# EXERCISE DESCRIPTION
Render the lines of the records below as a Markdown table with the columns Row and Line, starting at the line containing "query (the noun phrase to segment): **net" and ending at the line containing "of the **net". Include only those lines and leave out any blank ones.
⟨
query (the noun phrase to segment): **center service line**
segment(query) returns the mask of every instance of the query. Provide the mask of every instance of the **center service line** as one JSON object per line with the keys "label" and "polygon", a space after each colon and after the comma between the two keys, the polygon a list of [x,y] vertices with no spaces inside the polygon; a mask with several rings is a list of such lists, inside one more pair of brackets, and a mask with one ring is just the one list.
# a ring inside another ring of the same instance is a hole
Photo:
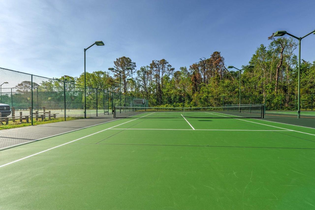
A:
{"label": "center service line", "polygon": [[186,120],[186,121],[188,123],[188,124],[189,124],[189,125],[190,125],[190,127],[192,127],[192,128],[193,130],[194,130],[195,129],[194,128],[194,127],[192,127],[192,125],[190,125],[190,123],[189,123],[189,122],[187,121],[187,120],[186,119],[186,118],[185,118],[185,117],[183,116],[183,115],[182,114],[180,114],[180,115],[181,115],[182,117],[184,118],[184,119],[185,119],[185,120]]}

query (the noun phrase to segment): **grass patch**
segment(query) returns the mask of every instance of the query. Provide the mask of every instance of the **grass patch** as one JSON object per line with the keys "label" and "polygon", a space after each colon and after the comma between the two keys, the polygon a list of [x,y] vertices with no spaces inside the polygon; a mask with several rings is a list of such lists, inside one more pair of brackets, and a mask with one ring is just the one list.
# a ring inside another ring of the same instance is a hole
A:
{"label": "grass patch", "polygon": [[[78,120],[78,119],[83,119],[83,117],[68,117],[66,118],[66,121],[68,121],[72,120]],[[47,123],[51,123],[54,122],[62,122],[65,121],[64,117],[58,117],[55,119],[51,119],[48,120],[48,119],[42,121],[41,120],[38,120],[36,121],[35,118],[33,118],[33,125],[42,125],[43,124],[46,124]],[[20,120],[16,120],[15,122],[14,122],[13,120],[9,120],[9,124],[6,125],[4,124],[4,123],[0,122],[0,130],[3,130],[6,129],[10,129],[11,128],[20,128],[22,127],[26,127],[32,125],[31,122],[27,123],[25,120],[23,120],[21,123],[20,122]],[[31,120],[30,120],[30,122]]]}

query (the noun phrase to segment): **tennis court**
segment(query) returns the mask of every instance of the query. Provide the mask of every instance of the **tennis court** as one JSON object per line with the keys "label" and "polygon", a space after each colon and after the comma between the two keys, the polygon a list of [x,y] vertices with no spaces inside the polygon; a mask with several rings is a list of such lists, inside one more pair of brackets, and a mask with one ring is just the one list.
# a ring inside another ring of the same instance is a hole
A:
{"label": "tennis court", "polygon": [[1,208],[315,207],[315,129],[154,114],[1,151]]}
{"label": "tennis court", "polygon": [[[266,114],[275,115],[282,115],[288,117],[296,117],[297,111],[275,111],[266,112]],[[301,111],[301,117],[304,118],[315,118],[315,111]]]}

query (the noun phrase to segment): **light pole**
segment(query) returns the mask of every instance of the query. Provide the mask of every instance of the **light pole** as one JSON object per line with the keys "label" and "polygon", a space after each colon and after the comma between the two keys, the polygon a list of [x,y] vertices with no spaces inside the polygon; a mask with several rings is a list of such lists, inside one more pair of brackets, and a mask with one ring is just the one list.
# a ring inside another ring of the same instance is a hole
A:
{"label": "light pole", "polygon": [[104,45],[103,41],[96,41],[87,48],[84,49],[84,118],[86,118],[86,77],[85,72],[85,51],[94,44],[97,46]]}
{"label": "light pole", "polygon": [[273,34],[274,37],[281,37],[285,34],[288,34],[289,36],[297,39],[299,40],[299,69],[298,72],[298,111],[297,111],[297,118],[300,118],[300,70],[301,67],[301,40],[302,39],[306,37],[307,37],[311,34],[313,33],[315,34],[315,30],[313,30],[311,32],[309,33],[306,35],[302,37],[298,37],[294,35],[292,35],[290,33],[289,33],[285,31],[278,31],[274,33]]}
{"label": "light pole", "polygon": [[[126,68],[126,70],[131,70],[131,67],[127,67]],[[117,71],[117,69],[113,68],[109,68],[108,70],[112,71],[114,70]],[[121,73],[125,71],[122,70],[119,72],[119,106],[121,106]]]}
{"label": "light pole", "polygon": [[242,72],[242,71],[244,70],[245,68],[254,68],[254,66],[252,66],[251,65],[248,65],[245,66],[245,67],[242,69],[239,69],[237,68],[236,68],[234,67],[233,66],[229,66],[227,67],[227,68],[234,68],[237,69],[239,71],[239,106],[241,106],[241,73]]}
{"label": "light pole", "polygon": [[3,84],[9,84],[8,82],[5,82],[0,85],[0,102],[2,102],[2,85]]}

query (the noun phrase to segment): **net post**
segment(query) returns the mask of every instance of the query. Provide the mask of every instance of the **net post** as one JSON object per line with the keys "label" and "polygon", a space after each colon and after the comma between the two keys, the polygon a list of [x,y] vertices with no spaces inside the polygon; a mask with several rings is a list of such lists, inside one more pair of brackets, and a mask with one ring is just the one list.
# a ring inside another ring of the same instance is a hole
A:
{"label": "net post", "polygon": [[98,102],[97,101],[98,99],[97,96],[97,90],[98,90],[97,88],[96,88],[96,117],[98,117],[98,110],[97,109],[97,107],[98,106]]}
⟩
# SOLUTION
| Row | Line |
|---|---|
| 1 | query (the noun phrase to segment): **net post** |
| 2 | segment(query) returns the mask of every instance of the query. Provide the mask of every instance of the **net post** as one JSON object per line with the keys "label" and "polygon", a space after each colon and after the comma between the two keys, the polygon a list of [x,y] vertices with no spaces inside the polygon; a mask with several rings is a list of such lists, inside one more pair of brackets, and a mask with one ring is just the one list. |